Kemarin malam
saya ikut latihan pencak, setelah pulang ke Gresik bersua kangen dengan anak
istri serta menghadiri undangan pernikahan salah satu kerabat. Niat awal tiga
hari akhirnya molor jadi satu minggu, karena paman saya kenduri kehamilan 7
bulan istrinya serta selamatan pindah ke rumah baru.
Malam itu, saya
dan kawan Pay datang lebih dulu. Ia instruktur yang memimpin kami latihan. Jika
para pesilat identik dengan tubuh kekar nan atletis, tidak demikian dengan kami,
kami bertubuh pendek dan kecil. Namun Ada satu yang sama, beberapa pesilat
mendapat julukan pendekar, kami juga seorang pendekar yaitu pendek dan kekar.
Lumayan, masih ada satu hal yang sama walaupun berbeda makna.
Maaf kawan Pay, saya
harus melibatkanmu dalam urusan ke pendekaran ini. Bagi orang-orang mungil tak
usah berkecil hati, tubuh pendek meniscayakan otak dan hati lebih dekat
sehingga memutuskan sesuatu masih melibatkan keduanya. Dulu saya berpikir tubuh
pendek akan lebih mudah dijatuhkan dalam perkelahian sehingga saya perlu
membekali diri dengan seni bertarung. Tapi setelah saya masuk dan belajar,
nyatanya pencak silat jauh sekali dari cara berpikir seperti itu.
Sampai di tempat
latihan, segera saya pakai seragam dan mengikatkan tali sabuk di lingkar perut.
Ada perasaan gagah dan keren, saya adalah pesilat, saya adalah pendekar, saya
merasa powerfull dan tetap rendah hati. Kira-kira perasaan apa yang muncul jika
saya memakai seragam polisi, mungkinkah saya merasa menjadi pribadi pengayom,
pelindung dan pelayan bagi masyarakat sesuai semboyan kepolisian, atau mungkin
saja saya merasa punya wewenang jadi pemalak berseragam di perempatan jalan.
Lalu dengan seragam pejabat, mungkinkah saya akan bermental pelayan publik atau
justru saya melihat ini sebagai peluang menjadi penjahat berkerah putih. Saya
tak tahu karena saya belum memakai keduanya.

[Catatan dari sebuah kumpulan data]
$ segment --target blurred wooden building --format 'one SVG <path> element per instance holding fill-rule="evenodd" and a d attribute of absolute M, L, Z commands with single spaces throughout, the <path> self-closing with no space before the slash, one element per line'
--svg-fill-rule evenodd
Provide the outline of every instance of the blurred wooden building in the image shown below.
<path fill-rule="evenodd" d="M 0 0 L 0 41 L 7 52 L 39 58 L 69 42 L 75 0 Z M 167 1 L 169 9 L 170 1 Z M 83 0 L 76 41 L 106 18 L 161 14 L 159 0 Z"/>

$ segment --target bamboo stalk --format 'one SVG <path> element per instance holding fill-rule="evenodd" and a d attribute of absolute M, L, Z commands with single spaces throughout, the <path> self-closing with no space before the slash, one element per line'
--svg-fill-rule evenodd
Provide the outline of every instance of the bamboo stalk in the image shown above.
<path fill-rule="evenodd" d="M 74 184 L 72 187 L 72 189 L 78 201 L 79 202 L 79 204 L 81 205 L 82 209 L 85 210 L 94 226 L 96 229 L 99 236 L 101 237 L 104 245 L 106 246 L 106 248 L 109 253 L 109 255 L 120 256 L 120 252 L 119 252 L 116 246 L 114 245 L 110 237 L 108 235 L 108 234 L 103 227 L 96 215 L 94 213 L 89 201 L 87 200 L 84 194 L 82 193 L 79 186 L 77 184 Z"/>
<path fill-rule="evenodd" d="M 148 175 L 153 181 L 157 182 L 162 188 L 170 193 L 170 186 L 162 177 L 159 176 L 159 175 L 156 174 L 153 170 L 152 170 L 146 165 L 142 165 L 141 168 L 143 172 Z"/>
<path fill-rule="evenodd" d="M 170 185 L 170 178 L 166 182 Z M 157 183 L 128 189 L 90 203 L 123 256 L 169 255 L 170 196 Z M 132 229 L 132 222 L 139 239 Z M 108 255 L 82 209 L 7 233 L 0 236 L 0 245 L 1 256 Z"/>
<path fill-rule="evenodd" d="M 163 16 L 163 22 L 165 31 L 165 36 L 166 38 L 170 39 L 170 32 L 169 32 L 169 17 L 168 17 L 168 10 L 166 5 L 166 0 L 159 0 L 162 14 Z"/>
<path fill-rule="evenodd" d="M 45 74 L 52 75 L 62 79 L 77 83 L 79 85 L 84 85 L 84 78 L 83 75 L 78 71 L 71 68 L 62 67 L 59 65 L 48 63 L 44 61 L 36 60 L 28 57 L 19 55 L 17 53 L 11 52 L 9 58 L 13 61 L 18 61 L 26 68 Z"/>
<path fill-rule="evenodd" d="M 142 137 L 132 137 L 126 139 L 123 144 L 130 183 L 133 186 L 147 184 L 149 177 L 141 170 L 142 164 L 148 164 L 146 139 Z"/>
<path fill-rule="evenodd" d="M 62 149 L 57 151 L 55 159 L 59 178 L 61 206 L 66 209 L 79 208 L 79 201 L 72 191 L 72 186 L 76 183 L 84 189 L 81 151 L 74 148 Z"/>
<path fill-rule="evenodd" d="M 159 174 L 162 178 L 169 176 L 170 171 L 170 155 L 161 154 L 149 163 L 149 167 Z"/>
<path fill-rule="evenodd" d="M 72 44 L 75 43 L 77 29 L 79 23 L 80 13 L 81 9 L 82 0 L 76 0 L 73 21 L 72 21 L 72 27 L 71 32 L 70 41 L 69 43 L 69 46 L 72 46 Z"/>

Petunjuk Tugas
Dapatkah Anda mengutip persis dari teks tentang latihan pencak silat di atas, semuanya mulai dari "Sampai di tempat" sampai ke "di perempatan jalan."?

Jawaban Lengkap
Sampai di tempat
latihan, segera saya pakai seragam dan mengikatkan tali sabuk di lingkar perut.
Ada perasaan gagah dan keren, saya adalah pesilat, saya adalah pendekar, saya
merasa powerfull dan tetap rendah hati. Kira-kira perasaan apa yang muncul jika
saya memakai seragam polisi, mungkinkah saya merasa menjadi pribadi pengayom,
pelindung dan pelayan bagi masyarakat sesuai semboyan kepolisian, atau mungkin
saja saya merasa punya wewenang jadi pemalak berseragam di perempatan jalan.